### YOUR OBJECTIVE
Can you reproduce the listing below with every "Target" swapped for "Object" and everything else left unchanged?
--- Start of EXTRACTED RECORDS ---
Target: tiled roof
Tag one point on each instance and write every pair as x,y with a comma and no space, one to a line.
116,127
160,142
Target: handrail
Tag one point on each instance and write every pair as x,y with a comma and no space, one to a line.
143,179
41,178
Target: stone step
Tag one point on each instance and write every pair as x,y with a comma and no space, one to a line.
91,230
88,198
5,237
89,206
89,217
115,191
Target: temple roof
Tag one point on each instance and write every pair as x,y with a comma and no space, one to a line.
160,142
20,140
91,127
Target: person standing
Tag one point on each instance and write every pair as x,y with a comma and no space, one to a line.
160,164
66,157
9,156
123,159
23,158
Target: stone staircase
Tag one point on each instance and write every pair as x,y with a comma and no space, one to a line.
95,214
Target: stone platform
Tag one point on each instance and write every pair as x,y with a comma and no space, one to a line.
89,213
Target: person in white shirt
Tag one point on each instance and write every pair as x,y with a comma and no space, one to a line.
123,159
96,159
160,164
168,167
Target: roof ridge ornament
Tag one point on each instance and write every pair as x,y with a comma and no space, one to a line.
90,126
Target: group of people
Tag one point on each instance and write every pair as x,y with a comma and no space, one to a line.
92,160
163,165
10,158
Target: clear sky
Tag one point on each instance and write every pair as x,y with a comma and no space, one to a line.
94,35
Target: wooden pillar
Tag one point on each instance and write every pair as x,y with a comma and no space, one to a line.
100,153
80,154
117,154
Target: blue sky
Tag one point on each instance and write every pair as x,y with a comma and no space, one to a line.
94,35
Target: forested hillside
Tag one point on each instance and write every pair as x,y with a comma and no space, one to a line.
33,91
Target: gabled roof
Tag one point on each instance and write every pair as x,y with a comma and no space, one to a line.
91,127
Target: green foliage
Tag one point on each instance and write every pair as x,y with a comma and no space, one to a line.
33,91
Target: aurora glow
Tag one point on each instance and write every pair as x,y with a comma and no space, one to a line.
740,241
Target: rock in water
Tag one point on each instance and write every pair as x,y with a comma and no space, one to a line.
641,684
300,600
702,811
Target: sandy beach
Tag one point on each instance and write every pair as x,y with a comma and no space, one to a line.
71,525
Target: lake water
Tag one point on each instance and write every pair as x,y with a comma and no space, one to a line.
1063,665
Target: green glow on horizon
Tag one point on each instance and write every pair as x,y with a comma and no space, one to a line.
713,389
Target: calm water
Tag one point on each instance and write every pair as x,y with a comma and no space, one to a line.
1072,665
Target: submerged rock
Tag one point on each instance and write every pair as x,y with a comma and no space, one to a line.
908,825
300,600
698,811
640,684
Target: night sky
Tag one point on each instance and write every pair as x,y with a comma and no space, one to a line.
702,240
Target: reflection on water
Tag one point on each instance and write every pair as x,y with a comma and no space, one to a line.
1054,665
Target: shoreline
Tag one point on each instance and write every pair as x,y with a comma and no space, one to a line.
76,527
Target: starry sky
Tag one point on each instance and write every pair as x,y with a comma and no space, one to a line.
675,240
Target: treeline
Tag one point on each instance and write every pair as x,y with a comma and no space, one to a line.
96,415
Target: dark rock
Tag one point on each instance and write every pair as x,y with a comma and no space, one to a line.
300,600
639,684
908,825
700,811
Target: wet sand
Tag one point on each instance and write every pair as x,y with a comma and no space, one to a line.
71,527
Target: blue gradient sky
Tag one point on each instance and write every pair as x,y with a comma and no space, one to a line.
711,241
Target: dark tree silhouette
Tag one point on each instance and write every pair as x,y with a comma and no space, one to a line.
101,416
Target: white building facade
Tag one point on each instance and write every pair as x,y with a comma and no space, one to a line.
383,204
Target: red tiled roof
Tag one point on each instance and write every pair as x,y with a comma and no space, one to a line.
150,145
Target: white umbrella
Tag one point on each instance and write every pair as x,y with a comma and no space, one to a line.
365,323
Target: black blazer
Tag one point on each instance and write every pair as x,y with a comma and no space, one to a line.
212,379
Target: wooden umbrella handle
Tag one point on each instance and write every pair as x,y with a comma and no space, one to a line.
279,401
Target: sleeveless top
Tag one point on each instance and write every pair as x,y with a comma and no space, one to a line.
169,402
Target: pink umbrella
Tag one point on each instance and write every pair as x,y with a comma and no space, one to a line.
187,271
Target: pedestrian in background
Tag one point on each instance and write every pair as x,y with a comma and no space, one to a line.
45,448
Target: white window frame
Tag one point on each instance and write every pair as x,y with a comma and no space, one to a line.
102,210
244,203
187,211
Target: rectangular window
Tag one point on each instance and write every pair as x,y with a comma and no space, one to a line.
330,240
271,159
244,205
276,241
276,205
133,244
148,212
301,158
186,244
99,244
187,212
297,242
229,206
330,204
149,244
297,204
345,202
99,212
--- End of EXTRACTED RECORDS ---
### ANSWER TO THE PROBLEM
Object: tiled roof
Tag one point on each instance and write every pair as x,y with a comma and no space, one to a line.
116,127
160,142
Object: handrail
Tag one point on each instance and write every pair as x,y with a comma and no space, one to a line.
143,179
41,178
Object: stone step
Tag one point on each instance and write every pair as x,y with a comma and no space, one to a line.
91,230
88,198
5,237
89,206
89,217
115,191
Object: temple roof
Tag one point on each instance and write every pair as x,y with a comma and no space, one to a line.
160,142
20,140
91,127
Object: person standing
Tag one point on each instance and write every pair as x,y with a comma and no space, one to a line.
160,164
66,157
9,156
123,159
23,158
Object: stone staircase
Tag one point on each instance and write every pair as x,y with a comma and no space, one to a line.
95,214
Object: stone platform
Tag one point on each instance and write every pair as x,y with a comma and no space, one to a line.
89,213
Object: person in white shirt
Tag one point on each instance and write every pair as x,y with a comma and no space, one to a line.
123,159
96,159
160,164
168,167
Object: roof ridge ornament
Tag one point on each instance and write every pair as x,y with a comma and no space, one to a line.
90,126
Object: group of people
Tag one point on each instance and write every pair as x,y with a comma and no space, one to a line.
92,160
163,165
10,158
Object: clear sky
Tag one point on each instance and write every pair as x,y with a comma and no space, one to a line.
94,35
Object: wooden pillar
Tag one point on each instance and write every pair as x,y with a comma and no space, one to a line.
100,153
80,154
117,154
Object: blue sky
Tag one point on each instance and write every pair as x,y with a comma and no space, one to a line.
94,35
Object: forested hillside
Tag one point on each instance and write every pair as x,y with a comma and no space, one to a line.
33,91
Object: gabled roof
Tag one point on each instance and write every pair as x,y with a comma and no space, one to a line.
91,127
Object: green foliage
Tag one point on each instance and write every pair as x,y with a comma and no space, one to a line.
33,91
Object: aurora glow
Tag one point on each instance and write every pair as x,y with a comma and no space, one to a line.
740,241
Object: rock in water
Tag one point on each instance and write every pair as x,y with a comma and no space, one to a line.
641,684
300,600
702,811
Object: sandy beach
Tag one point on each instance and write every pair as x,y with a comma and no space, one to a line.
71,525
Object: lake water
Tag one point on each instance and write every pair as x,y with a comma and no space, one to a line.
1063,665
Object: green glow on horizon
Tag one point on each instance and write every pair as x,y with a comma and no space, one to a line.
713,389
Object: calm water
Tag one point on each instance and write every pair as x,y with a comma and no space, one to a line.
1072,665
Object: submerged rock
Tag one point on each instance and write every pair as x,y with a comma and no space, one to a line.
908,825
300,600
698,811
640,684
Object: night sky
Tag one point on each instance and write every pair as x,y with a comma and no space, one to a line.
702,240
Object: reflection on water
Tag one point on each instance and write every pair as x,y with a comma and no space, one to a line.
1054,665
Object: shoreline
Tag one point on each instance and write every pair as x,y with a comma and no space, one to a line.
76,527
Object: starry sky
Tag one point on each instance and write every pair as x,y with a comma and no space, one to a line.
675,240
Object: treeline
Tag one point on each instance and write every pair as x,y with a comma and no space, one to a line.
96,415
Object: dark rock
Tag one point on each instance and write every pair as x,y with a comma and no space, one to a line.
300,600
639,684
908,825
700,811
Object: wet sand
Tag one point on each instance and write every pair as x,y with a comma and no space, one to a line.
71,527
Object: blue gradient sky
Tag one point on each instance and write every pair as x,y with a comma and no space, one to a line.
711,241
Object: dark tree silhouette
Tag one point on each instance and write every pair as x,y with a comma and no space, one to a line.
101,416
Object: white building facade
Tag one point on each instance and write every pair as x,y with a comma and no space, one to a line.
383,204
Object: red tiled roof
Tag one point on each instance and write every pair as x,y with a comma and no space, one to a line.
150,145
Object: white umbrella
Tag one point on each instance and write every pair as x,y with a comma and no space, one to a line.
365,323
Object: black blazer
Tag one point on each instance and write every pair as x,y with a comma and no space, one to a line.
212,379
Object: wooden umbrella handle
Tag one point on each instance and write every pair as x,y with a comma and no space, one to a line.
279,401
Object: sleeveless top
Tag one point on each instance and write every pair as x,y with a comma and no space, one to a line.
169,402
Object: pink umbrella
Tag one point on each instance and write every pair as x,y with a comma and no space, one to a line.
187,271
Object: pedestrian in background
Tag one point on each instance and write every pair as x,y with a comma and no space, one to a line.
45,448
Object: white window frame
Tag one point on each instance and write every pair as x,y with a comma and no space, one to a line.
102,210
244,203
187,211
Object: rectangular window
Tag one point on each instance and write every pair as x,y with a comma and no space, one to a line.
330,240
271,159
244,205
276,241
276,205
133,244
148,212
301,158
186,244
99,244
187,212
297,242
229,206
330,204
149,244
297,204
345,202
99,212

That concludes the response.